[[ Extracted text open ]]

# Aquarium Safe Epoxy Resin



## pewpewkittah

Hello! 
I am going to be starting an iwagumi scape shortly in my brand new 12 gallon long :hihi:. I have like 23lbs of seiryu stone, which I read this stuff will slowly bring up my hardness. I tested it with about 8lbs of stone in a small 6g tank and within 1 week its brought my TDS from 140 to 270. I assume that 23lbs of rock will raise the TDS much faster in a 12g long tank. Although, I don't mind doing water changes weekly, but I would rather have a stable water hardness, because I will be keeping a variety of shrimp.

Now, to the main point: do you guys have any suggestions for aquarium safe Epoxy Resin to coat the rocks to prevent them from raising the TDS? I would prefer if it wasn't very expensive. 

THANKS in advance!


----------



## ngrubich

Any epoxy is inert when fully cured. Well, we could split hairs with a couple epoxies, but I digress. Personally, I don't see why you would want to cover seiryu stone, unless you use a clear epoxy of course. 
You can find clear 2-part epoxy resins on Amazon fairly cheap if you want to go that route. You may run into some problems making sure that all the stone is covered / the epoxy doesn't run (depending on its viscosity) and leave bare spots.


----------



## pewpewkittah

ngrubich said:


> Any epoxy is inert when fully cured. Well, we could split hairs with a couple epoxies, but I digress. Personally, I don't see why you would want to cover seiryu stone, unless you use a clear epoxy of course.
> You can find clear 2-part epoxy resins on Amazon fairly cheap if you want to go that route. You may run into some problems making sure that all the stone is covered / the epoxy doesn't run (depending on its viscosity) and leave bare spots.


Is there any other options? I don't want to coat the stone, but I don't want the stone raising my hardness and forcing me to do water changes 1-2 times weekly.. I don't think the massive changes in water hardness would me good for shrimp. I'm planning on having cherries and blue velvets. Maybe a shrimp enthusiast can chime in and give an opinion on this matter.


----------



## ngrubich

Hm, I'm not too great with water parameters with regards to shrimp, so hopefully someone that does a lot of shrimpkeeping will chime in.

[[ Extracted text closed ]]
[[ Information open ]]

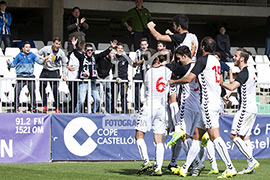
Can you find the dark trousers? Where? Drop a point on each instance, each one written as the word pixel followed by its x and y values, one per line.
pixel 54 85
pixel 137 39
pixel 73 90
pixel 5 39
pixel 115 88
pixel 31 85
pixel 137 101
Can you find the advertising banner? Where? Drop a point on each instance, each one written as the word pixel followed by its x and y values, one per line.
pixel 259 138
pixel 111 137
pixel 24 138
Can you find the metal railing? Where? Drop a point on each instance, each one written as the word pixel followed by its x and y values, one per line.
pixel 99 96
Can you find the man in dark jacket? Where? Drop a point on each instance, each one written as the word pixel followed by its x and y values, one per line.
pixel 88 70
pixel 76 27
pixel 120 71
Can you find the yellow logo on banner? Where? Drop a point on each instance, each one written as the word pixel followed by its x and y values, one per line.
pixel 53 58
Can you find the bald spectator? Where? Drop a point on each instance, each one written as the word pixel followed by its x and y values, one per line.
pixel 76 27
pixel 136 20
pixel 5 22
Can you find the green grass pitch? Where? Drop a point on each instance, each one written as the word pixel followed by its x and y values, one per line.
pixel 124 170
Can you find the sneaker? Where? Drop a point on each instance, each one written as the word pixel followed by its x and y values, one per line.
pixel 156 173
pixel 145 168
pixel 215 171
pixel 172 166
pixel 175 170
pixel 245 171
pixel 176 136
pixel 57 111
pixel 227 174
pixel 44 110
pixel 182 173
pixel 204 140
pixel 251 168
pixel 195 172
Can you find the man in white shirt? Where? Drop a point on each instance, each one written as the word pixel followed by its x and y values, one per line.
pixel 245 117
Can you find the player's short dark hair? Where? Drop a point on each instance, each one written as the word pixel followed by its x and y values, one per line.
pixel 244 53
pixel 88 45
pixel 26 42
pixel 209 44
pixel 76 7
pixel 3 3
pixel 144 39
pixel 146 56
pixel 181 20
pixel 217 54
pixel 56 39
pixel 161 42
pixel 81 45
pixel 120 44
pixel 183 50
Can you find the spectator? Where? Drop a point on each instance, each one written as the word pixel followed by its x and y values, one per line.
pixel 162 48
pixel 88 70
pixel 136 20
pixel 56 61
pixel 223 45
pixel 72 74
pixel 24 64
pixel 224 67
pixel 120 73
pixel 5 22
pixel 138 63
pixel 104 67
pixel 76 27
pixel 267 40
pixel 181 36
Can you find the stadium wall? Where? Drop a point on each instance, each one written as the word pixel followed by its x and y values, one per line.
pixel 62 137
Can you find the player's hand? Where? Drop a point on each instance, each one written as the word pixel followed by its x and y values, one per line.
pixel 129 28
pixel 71 68
pixel 82 20
pixel 114 43
pixel 74 41
pixel 170 82
pixel 118 80
pixel 168 32
pixel 64 78
pixel 151 25
pixel 45 59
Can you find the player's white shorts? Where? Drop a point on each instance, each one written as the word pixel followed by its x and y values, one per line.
pixel 169 121
pixel 151 118
pixel 210 119
pixel 243 123
pixel 190 119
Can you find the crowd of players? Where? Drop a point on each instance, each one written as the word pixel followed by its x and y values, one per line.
pixel 193 107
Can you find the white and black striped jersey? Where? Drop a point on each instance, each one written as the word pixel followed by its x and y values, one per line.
pixel 207 69
pixel 185 39
pixel 247 90
pixel 155 84
pixel 189 94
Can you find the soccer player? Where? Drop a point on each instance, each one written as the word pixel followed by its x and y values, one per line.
pixel 245 117
pixel 179 38
pixel 189 113
pixel 152 115
pixel 207 69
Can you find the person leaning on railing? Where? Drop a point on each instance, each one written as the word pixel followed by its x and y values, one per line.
pixel 24 64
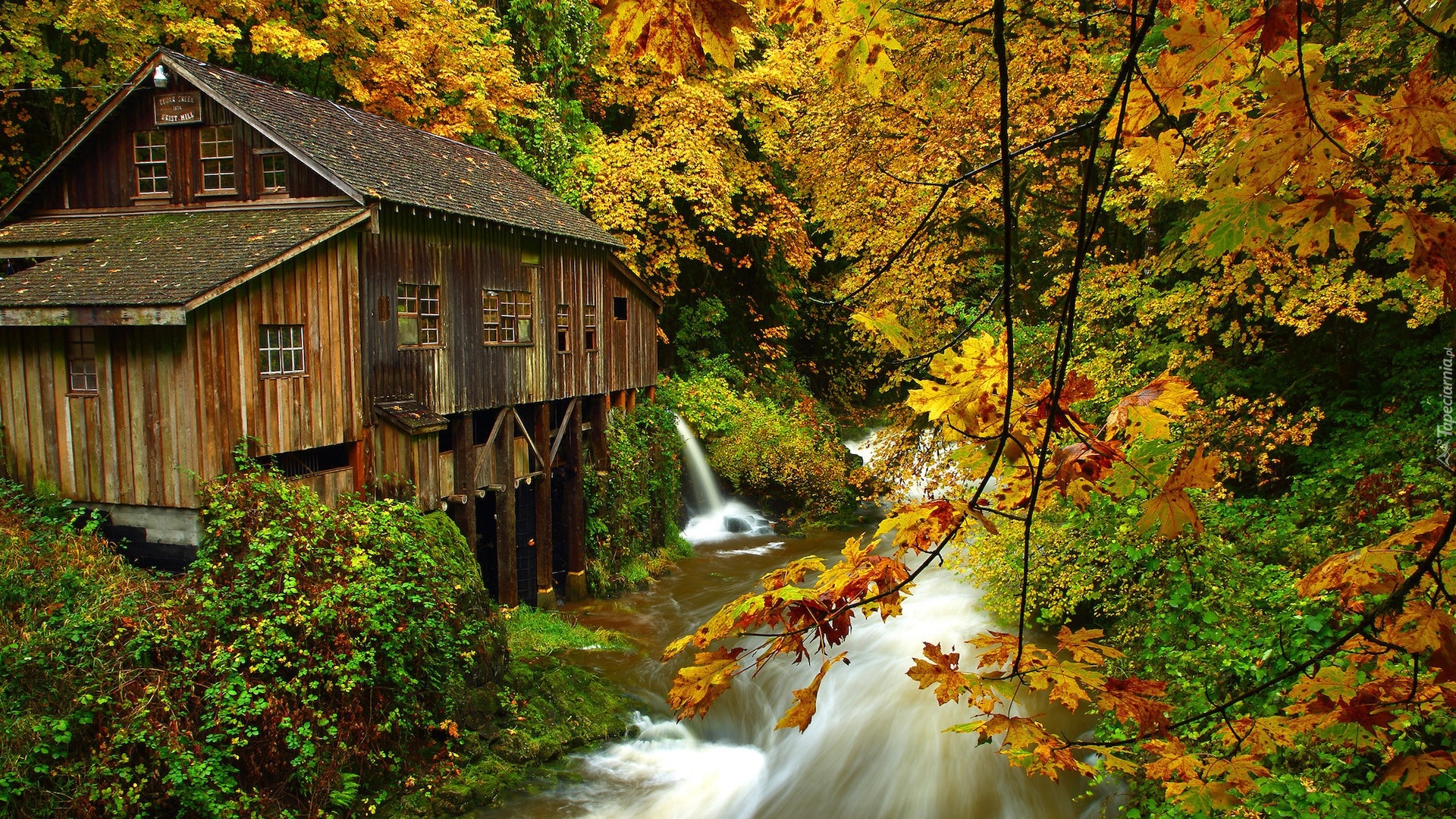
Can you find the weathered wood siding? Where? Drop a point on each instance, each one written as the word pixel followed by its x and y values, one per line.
pixel 101 174
pixel 131 442
pixel 463 373
pixel 172 403
pixel 322 407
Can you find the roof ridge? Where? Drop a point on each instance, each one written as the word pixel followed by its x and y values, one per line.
pixel 347 110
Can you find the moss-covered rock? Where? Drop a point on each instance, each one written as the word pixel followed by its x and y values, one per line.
pixel 542 708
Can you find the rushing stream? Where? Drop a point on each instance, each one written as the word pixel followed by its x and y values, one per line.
pixel 875 748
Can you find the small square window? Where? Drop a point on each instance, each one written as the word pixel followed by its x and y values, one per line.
pixel 275 172
pixel 80 359
pixel 491 316
pixel 564 328
pixel 218 158
pixel 588 327
pixel 530 251
pixel 150 155
pixel 417 308
pixel 280 349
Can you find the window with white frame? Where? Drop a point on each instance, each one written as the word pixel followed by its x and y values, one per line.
pixel 275 172
pixel 280 349
pixel 417 306
pixel 150 155
pixel 80 357
pixel 218 158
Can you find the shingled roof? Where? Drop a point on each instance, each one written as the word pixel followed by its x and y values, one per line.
pixel 394 162
pixel 158 259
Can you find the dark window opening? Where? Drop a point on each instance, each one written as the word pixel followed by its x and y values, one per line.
pixel 80 359
pixel 530 251
pixel 303 463
pixel 564 328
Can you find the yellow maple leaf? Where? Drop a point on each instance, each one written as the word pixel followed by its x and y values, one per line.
pixel 805 700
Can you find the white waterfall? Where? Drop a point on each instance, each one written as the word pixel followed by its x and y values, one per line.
pixel 715 518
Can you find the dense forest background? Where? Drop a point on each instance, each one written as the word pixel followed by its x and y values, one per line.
pixel 1226 229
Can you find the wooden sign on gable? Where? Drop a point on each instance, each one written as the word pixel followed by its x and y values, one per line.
pixel 178 108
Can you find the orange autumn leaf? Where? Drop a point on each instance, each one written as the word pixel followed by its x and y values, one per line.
pixel 1416 771
pixel 943 670
pixel 1150 410
pixel 699 684
pixel 805 700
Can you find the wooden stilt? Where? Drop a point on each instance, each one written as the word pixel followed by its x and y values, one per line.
pixel 462 431
pixel 576 518
pixel 601 407
pixel 506 515
pixel 545 594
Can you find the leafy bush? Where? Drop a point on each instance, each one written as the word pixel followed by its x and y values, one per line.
pixel 632 506
pixel 780 449
pixel 308 661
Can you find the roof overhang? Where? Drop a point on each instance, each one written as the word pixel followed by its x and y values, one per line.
pixel 79 136
pixel 635 280
pixel 92 316
pixel 254 273
pixel 258 126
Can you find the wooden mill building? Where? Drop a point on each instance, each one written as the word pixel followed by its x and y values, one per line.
pixel 213 261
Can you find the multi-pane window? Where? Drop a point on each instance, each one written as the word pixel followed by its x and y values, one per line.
pixel 150 153
pixel 80 359
pixel 588 327
pixel 417 308
pixel 280 349
pixel 491 316
pixel 218 158
pixel 506 316
pixel 275 172
pixel 564 328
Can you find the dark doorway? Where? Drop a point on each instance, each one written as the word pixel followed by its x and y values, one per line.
pixel 526 541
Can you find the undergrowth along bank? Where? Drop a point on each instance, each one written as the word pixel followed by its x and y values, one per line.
pixel 634 502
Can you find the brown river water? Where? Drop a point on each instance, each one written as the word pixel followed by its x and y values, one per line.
pixel 877 745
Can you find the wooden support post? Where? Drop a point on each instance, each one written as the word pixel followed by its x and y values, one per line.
pixel 545 594
pixel 576 518
pixel 601 407
pixel 506 516
pixel 462 431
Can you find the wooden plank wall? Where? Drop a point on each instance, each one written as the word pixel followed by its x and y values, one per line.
pixel 322 407
pixel 465 373
pixel 133 442
pixel 101 172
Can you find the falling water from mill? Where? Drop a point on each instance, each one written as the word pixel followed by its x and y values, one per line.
pixel 877 746
pixel 714 516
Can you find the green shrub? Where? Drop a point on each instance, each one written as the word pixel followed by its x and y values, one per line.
pixel 632 506
pixel 780 449
pixel 305 664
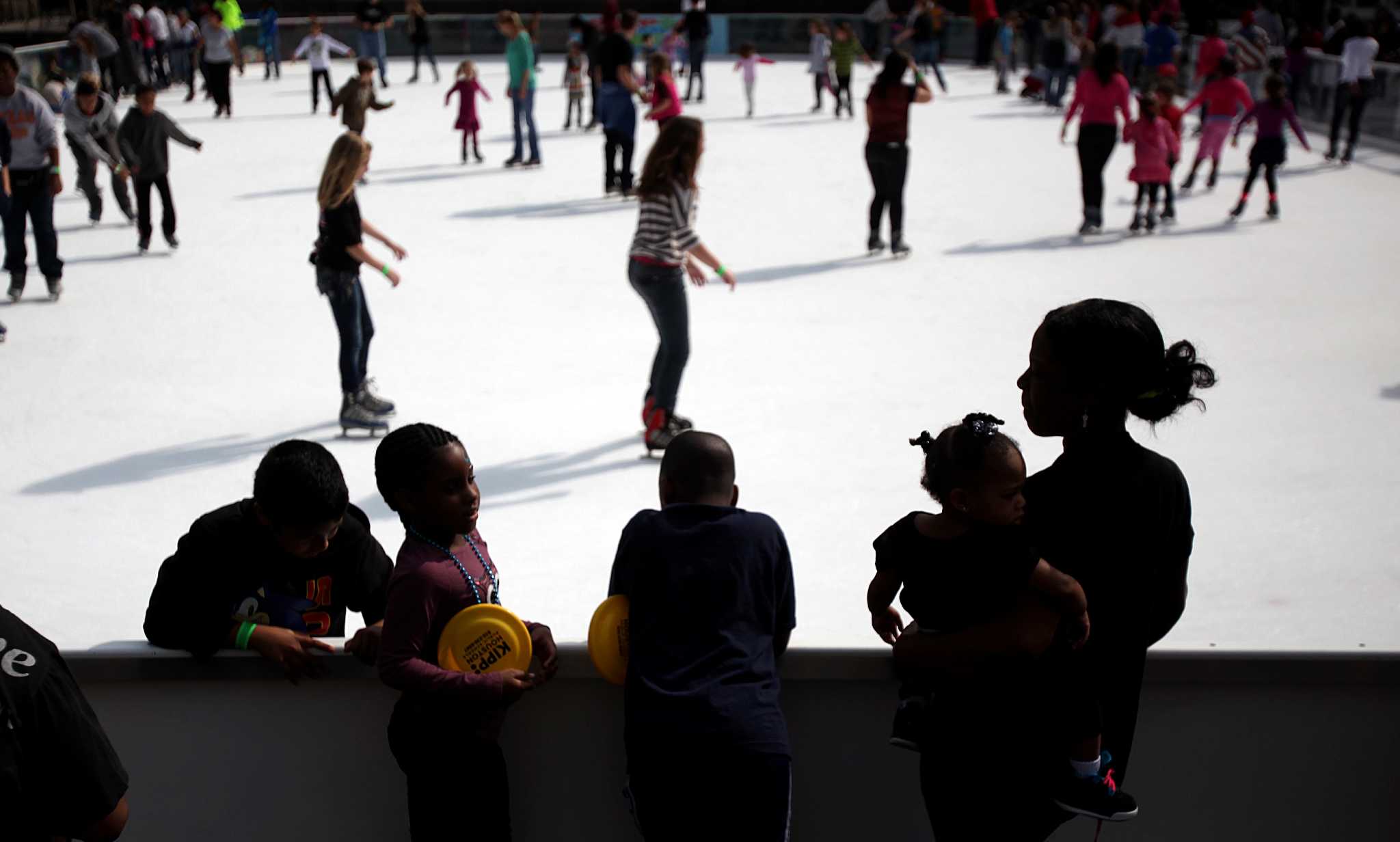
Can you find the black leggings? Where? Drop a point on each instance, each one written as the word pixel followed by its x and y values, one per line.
pixel 614 143
pixel 888 164
pixel 1357 103
pixel 1095 147
pixel 1270 178
pixel 318 76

[[ Information closed ]]

• [Assignment] Summarize the forum thread on aquarium-safe epoxy resin above in three sentences.

• [Solution] The poster, planning an iwagumi scape in a new 12 gallon long with about 23 lbs of seiryu stone, found that 8 lbs of the stone raised TDS from 140 to 270 within a week in a 6 gallon test tank. Wanting stable hardness for shrimp, the poster asked for an inexpensive aquarium-safe epoxy to coat the rocks, and a reply said any epoxy is inert once fully cured and that clear two-part resins are cheap on Amazon, though runs could leave bare spots. The poster then asked for options other than coating, since large hardness swings might not suit the planned cherry and blue velvet shrimp, and the replier deferred to someone experienced in shrimpkeeping.